[What you are asked to do]
List every person the Maker Faire post mentions by name.

[Provided text]
+++

Miles and I have attended Maker Faire in San Mateo every May since it started five years ago. It’s gotten huger with every passing year of course – wall to wall people, and tricky driving/parking if you don’t arrive first thing. A lot of the same themes from year to year, but always something new to feast the eyes and tease the brain. Didn’t stay as long this year, didn’t dig as deep, and didn’t get as many diggable photos as we have in the past, but still glad we went and will keep on keeping on!
Strangely, one of the best moments of the day had nothing to do with welding or LEDs or Adam Savage. It was a magical encounter with a lone man sitting at a small typewriter (yes, typewriter), selling poems. “You name the topic, you name the price.” With a friend’s 50th birthday coming up that night, I asked him to improvise on the topic of “bicycles in the city of your mind.” We carried on a conversation about French surrealist Alfred Jarry and his impact a hundred years later on the punk/new wave movement, and about how Picasso actually bought his gun after he passed, and ended with me spontaneously ejecting the sentence “This moment is a grommet through which the aglet of morning has finally emerged.” We laughed, he handed me the finished poem, and it was absolutely fantastic (sorry, I already gave it away as a gift, so can’t share it here). More at zachhouston.com.

+++

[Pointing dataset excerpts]
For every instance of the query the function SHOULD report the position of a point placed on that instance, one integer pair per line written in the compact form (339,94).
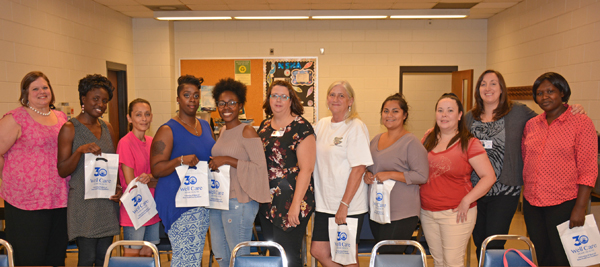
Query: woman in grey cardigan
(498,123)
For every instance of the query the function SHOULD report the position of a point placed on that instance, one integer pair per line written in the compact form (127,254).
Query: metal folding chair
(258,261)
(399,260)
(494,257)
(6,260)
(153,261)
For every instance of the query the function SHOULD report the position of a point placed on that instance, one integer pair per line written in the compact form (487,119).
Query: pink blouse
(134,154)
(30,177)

+++

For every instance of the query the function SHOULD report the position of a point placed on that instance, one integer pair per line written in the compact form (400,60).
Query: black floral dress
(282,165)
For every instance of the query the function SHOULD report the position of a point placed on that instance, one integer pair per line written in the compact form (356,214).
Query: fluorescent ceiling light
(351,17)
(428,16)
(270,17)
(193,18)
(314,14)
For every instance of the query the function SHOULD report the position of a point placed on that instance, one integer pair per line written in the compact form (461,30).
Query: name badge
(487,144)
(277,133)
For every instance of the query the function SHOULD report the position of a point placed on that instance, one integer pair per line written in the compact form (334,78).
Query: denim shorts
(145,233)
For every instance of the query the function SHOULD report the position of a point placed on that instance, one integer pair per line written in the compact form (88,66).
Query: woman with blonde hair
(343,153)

+++

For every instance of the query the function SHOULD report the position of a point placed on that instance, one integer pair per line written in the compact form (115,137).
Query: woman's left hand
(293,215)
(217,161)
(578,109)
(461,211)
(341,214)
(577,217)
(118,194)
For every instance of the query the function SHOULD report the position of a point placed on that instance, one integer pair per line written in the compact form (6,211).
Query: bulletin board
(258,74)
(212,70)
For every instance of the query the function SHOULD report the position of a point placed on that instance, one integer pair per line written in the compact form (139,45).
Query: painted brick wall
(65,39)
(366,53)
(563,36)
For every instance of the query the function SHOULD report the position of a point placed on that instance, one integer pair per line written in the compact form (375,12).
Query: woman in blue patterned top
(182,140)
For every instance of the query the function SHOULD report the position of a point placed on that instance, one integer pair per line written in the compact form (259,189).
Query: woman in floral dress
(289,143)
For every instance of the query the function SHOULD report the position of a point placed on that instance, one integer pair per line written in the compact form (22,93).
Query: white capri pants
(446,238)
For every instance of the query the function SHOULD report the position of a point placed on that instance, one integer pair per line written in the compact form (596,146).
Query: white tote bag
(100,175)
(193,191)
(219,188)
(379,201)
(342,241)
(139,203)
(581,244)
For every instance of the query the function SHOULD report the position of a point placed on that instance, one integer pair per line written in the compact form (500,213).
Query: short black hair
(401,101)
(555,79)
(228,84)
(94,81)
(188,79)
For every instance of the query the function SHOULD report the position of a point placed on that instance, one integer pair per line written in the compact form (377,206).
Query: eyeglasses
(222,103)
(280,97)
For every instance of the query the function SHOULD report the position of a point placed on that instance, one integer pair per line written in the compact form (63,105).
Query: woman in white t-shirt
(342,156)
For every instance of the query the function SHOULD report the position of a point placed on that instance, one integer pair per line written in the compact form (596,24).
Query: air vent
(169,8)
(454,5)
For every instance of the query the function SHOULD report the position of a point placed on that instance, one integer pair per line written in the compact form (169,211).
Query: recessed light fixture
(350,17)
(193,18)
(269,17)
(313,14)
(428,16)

+++

[Full answer]
Miles, Adam Savage, Alfred Jarry, Picasso